● **EXERCISE DESCRIPTION**: Can you retype the whole passage below about the Age of Science, word for word?

*** PAGE EXTRACT Section Begins ***

The twenty-first century is well into the Age of Science. Over the past hundred years our whole way of life has changed beyond all recognition, and if we could go back to Victorian times it would seem as strange as visiting another planet. I can well remember the time when there were no computers and no television; I can recall buying my first "wireless" and trying to tune in to the Test Matches being played in Australia. Space-travel, of course, was pure science fiction, and even flying from Britain to America was very much of an adventure.
One result of this amazing progress is that science has become specialized. It used to be possible for the amateur to make useful discoveries, while to the normal research worker the possibilities were endless; there was always something new "just around the corner". By now the amateur is much more limited. Most modern research needs equipment far too expensive to be assembled by a private individual, and even theoretical work is beyond most people who have not had detailed technical training.

*** PAGE EXTRACT Section Ends ***
*** RECORD EXTRACTS Section Begins ***

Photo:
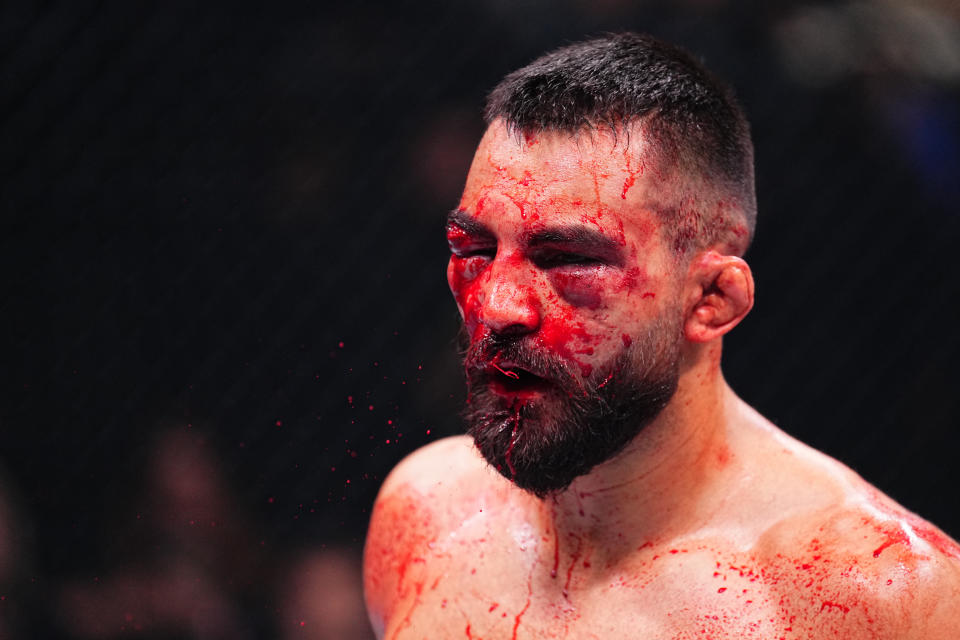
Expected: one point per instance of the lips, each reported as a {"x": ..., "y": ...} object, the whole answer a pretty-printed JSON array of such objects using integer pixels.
[{"x": 509, "y": 379}]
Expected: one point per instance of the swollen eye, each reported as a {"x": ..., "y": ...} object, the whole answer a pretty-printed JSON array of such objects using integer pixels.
[{"x": 509, "y": 374}]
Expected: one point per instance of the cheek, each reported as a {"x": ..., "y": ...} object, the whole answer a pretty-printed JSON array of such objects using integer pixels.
[
  {"x": 565, "y": 336},
  {"x": 462, "y": 276}
]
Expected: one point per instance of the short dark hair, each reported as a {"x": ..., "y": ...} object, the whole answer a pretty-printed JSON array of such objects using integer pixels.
[{"x": 690, "y": 116}]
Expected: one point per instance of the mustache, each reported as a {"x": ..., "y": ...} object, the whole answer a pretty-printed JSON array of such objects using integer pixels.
[{"x": 482, "y": 354}]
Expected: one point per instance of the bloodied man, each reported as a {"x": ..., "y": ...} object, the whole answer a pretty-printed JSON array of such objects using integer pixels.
[{"x": 612, "y": 485}]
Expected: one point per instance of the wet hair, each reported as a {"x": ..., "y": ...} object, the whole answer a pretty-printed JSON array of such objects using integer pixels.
[{"x": 697, "y": 129}]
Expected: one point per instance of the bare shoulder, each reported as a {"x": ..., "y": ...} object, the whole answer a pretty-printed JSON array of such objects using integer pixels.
[
  {"x": 426, "y": 497},
  {"x": 864, "y": 566},
  {"x": 837, "y": 557}
]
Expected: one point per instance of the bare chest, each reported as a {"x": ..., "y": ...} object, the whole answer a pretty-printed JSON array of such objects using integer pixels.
[{"x": 675, "y": 593}]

*** RECORD EXTRACTS Section Ends ***

● **FINAL ANSWER**:
The twenty-first century is well into the Age of Science. Over the past hundred years our whole way of life has changed beyond all recognition, and if we could go back to Victorian times it would seem as strange as visiting another planet. I can well remember the time when there were no computers and no television; I can recall buying my first "wireless" and trying to tune in to the Test Matches being played in Australia. Space-travel, of course, was pure science fiction, and even flying from Britain to America was very much of an adventure.
One result of this amazing progress is that science has become specialized. It used to be possible for the amateur to make useful discoveries, while to the normal research worker the possibilities were endless; there was always something new "just around the corner". By now the amateur is much more limited. Most modern research needs equipment far too expensive to be assembled by a private individual, and even theoretical work is beyond most people who have not had detailed technical training.